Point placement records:
------------------------
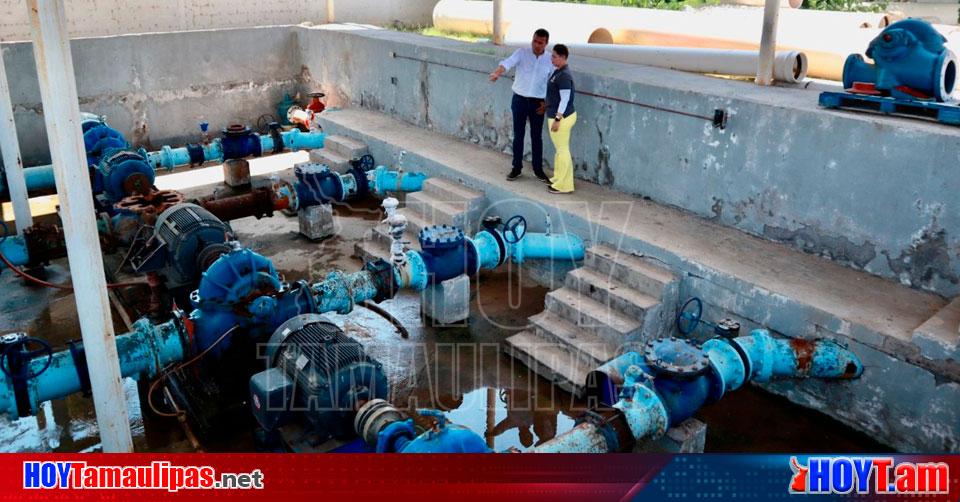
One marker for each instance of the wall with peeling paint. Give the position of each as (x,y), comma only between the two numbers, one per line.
(875,193)
(907,398)
(92,18)
(156,88)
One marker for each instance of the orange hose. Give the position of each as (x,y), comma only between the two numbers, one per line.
(65,287)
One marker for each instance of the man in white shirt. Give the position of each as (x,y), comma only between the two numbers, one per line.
(529,90)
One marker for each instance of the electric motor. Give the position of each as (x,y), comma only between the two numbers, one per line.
(124,173)
(319,377)
(186,240)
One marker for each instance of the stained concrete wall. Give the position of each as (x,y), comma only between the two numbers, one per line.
(88,18)
(875,193)
(157,88)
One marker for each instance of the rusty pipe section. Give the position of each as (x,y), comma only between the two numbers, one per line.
(258,203)
(770,357)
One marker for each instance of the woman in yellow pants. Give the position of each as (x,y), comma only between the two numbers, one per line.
(560,94)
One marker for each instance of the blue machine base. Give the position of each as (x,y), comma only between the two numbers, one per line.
(941,112)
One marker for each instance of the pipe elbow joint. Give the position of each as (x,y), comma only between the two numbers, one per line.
(855,69)
(643,409)
(767,357)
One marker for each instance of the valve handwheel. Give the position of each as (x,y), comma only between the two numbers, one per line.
(689,317)
(26,353)
(514,229)
(367,163)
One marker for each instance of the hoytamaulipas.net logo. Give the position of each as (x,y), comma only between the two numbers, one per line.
(868,475)
(159,475)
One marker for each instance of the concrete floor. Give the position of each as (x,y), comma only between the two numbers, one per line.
(458,369)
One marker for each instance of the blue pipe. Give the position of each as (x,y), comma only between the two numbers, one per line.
(40,178)
(143,353)
(534,246)
(383,180)
(446,253)
(235,147)
(401,437)
(673,378)
(14,248)
(907,54)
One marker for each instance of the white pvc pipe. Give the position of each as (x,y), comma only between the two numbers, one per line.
(61,113)
(827,38)
(12,162)
(789,66)
(498,22)
(768,42)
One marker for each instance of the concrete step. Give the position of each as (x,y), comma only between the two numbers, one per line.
(334,161)
(630,270)
(449,191)
(588,346)
(438,212)
(610,292)
(549,361)
(588,314)
(939,336)
(345,146)
(369,249)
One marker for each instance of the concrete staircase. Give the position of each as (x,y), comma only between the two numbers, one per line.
(337,152)
(442,202)
(939,337)
(614,299)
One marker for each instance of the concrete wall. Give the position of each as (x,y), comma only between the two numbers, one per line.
(875,193)
(88,18)
(156,88)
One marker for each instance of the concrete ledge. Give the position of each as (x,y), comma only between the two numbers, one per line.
(757,281)
(873,192)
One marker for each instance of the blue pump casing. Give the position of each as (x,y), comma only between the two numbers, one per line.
(445,253)
(98,137)
(238,142)
(242,291)
(123,172)
(317,184)
(907,54)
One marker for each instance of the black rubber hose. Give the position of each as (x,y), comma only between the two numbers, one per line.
(373,307)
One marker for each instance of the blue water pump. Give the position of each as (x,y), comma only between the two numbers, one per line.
(910,62)
(318,377)
(122,172)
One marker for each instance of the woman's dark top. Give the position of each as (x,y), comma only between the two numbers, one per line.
(561,79)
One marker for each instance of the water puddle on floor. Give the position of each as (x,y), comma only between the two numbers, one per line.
(461,370)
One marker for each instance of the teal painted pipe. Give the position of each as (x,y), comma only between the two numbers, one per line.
(142,353)
(413,274)
(169,158)
(295,140)
(488,250)
(561,247)
(339,292)
(40,178)
(797,357)
(14,249)
(383,180)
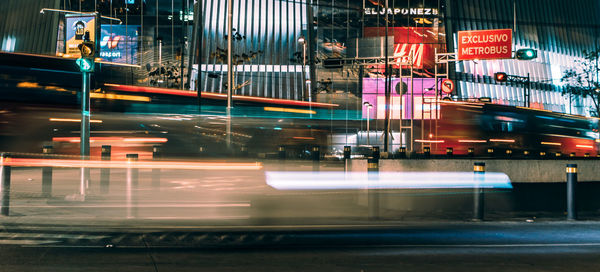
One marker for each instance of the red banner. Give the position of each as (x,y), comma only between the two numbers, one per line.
(485,44)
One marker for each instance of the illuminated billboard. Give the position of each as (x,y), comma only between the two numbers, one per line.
(76,27)
(119,43)
(416,42)
(420,89)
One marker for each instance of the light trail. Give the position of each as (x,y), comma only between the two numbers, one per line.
(385,180)
(24,162)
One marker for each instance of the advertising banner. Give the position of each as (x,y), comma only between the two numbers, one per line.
(119,43)
(485,44)
(76,27)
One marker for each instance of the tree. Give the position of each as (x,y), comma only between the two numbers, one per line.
(584,80)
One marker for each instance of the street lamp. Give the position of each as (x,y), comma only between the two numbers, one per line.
(306,94)
(368,106)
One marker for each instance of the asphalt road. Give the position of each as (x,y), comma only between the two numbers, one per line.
(556,246)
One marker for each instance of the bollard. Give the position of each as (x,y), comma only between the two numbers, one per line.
(571,191)
(132,183)
(427,152)
(402,153)
(471,152)
(5,184)
(316,156)
(47,173)
(105,172)
(281,150)
(347,162)
(373,176)
(156,171)
(478,193)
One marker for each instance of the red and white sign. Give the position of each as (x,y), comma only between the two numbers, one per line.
(485,44)
(447,86)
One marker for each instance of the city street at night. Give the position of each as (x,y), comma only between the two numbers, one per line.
(299,135)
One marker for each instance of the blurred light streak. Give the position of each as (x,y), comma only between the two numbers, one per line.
(120,97)
(24,162)
(146,140)
(289,110)
(550,143)
(112,139)
(429,141)
(156,90)
(72,120)
(502,140)
(472,141)
(385,180)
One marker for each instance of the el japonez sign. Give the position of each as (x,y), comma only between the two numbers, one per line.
(485,44)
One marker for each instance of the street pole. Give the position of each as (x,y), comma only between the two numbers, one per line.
(368,121)
(84,139)
(229,71)
(528,91)
(304,87)
(387,85)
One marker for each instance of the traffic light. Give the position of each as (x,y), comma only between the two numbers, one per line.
(85,64)
(88,52)
(333,63)
(526,54)
(501,77)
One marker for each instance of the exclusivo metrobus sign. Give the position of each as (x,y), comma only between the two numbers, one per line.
(485,44)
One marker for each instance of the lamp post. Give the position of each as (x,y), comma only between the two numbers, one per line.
(305,91)
(368,106)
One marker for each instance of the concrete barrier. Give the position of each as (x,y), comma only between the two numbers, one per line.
(519,171)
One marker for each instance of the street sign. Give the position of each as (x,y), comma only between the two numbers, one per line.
(447,86)
(485,44)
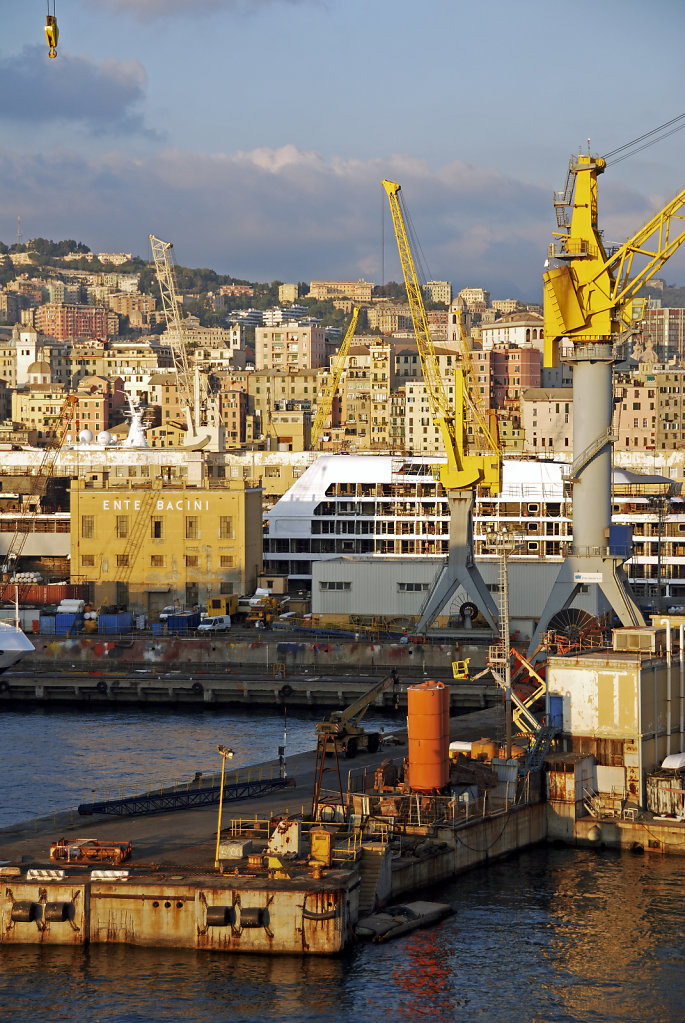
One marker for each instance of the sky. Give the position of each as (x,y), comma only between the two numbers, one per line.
(255,134)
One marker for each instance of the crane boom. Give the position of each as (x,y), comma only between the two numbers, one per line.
(326,394)
(43,474)
(462,470)
(586,298)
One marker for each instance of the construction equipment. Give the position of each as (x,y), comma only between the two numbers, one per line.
(464,471)
(39,482)
(343,732)
(324,400)
(200,406)
(51,31)
(589,301)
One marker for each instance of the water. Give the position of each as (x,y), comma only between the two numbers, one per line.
(552,934)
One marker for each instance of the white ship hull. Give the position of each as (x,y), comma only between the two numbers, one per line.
(13,646)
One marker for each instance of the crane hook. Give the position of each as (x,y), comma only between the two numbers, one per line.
(52,35)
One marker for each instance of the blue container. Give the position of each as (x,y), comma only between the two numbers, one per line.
(69,623)
(556,712)
(120,622)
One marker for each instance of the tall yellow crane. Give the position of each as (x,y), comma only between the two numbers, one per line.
(326,394)
(198,404)
(588,296)
(464,470)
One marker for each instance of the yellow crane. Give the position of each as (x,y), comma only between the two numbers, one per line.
(326,394)
(589,300)
(464,470)
(198,404)
(51,31)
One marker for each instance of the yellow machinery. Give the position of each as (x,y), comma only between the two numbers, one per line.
(464,470)
(51,32)
(589,297)
(200,406)
(343,731)
(325,397)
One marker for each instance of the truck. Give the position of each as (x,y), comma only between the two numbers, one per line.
(343,732)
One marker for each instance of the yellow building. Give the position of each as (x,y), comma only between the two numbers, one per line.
(150,544)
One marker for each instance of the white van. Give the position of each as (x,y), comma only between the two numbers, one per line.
(220,623)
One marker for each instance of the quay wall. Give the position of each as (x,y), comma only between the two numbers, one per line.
(481,841)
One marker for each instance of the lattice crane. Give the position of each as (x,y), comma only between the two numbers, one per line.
(464,470)
(201,418)
(326,394)
(588,297)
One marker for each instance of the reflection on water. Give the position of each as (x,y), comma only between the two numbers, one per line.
(551,935)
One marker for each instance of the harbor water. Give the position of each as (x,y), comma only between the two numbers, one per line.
(551,934)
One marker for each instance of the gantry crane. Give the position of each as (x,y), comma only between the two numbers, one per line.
(464,470)
(326,394)
(39,482)
(588,297)
(199,406)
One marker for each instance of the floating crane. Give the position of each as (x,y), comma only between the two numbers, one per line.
(325,397)
(199,405)
(51,31)
(464,471)
(588,299)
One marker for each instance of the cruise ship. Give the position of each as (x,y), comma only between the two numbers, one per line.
(394,509)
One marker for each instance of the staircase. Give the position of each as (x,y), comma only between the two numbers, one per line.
(539,750)
(370,866)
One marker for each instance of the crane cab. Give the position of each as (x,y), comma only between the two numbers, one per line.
(52,35)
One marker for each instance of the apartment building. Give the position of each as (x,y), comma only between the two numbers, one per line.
(289,348)
(547,419)
(65,321)
(356,291)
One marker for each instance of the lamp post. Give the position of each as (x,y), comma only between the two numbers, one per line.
(226,754)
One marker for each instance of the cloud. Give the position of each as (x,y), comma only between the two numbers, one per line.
(288,214)
(148,10)
(100,97)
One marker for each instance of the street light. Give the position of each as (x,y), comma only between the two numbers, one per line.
(226,754)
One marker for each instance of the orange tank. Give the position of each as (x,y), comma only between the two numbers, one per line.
(428,734)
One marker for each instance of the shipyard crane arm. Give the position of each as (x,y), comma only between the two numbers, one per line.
(463,471)
(40,480)
(588,297)
(327,393)
(199,406)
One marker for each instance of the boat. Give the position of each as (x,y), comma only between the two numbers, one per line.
(13,645)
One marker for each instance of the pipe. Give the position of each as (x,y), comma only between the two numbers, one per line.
(667,622)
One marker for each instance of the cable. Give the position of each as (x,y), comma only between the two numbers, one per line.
(647,135)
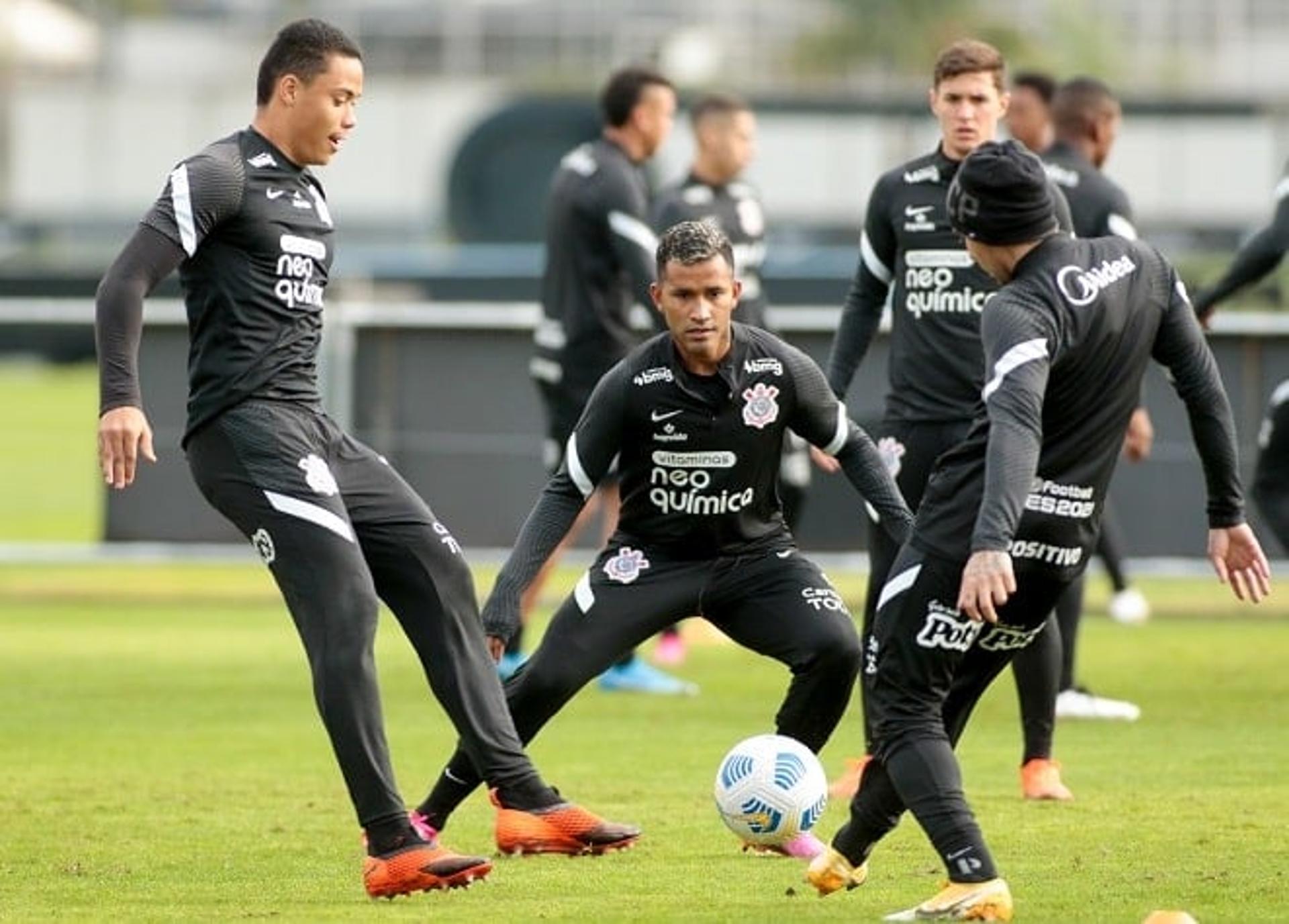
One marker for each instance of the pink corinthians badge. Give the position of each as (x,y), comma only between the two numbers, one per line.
------------------------
Omit the pictures and please write out exactly the lines between the one containing "One marker for each instance of the orange tank." and the last line of the entries, both included.

**Solution for this task:**
One marker for each instance of the orange tank. Give the position of each as (x,y), comma only between the two numbers, one per line.
(428,734)
One marker for each instance of the shipyard crane arm. Give the position of each as (x,y), comma only between the two numbers, one per line.
(463,471)
(40,480)
(588,297)
(327,393)
(199,406)
One marker for each instance of the boat. Give the position of each as (x,y), comma only between the two numbers, one per line.
(13,645)
One marker for each instance of the pipe. Give the position of each as (x,y), comma only between the two numbers, one per line.
(667,622)
One marker for each instance of the cable. Give the position of each as (x,y), comma only between the two numbers, one per line.
(647,135)
One marker for each instance of the pink corinthians badge. Give the position of each as (x,y), comma only between the two numbers, one per line.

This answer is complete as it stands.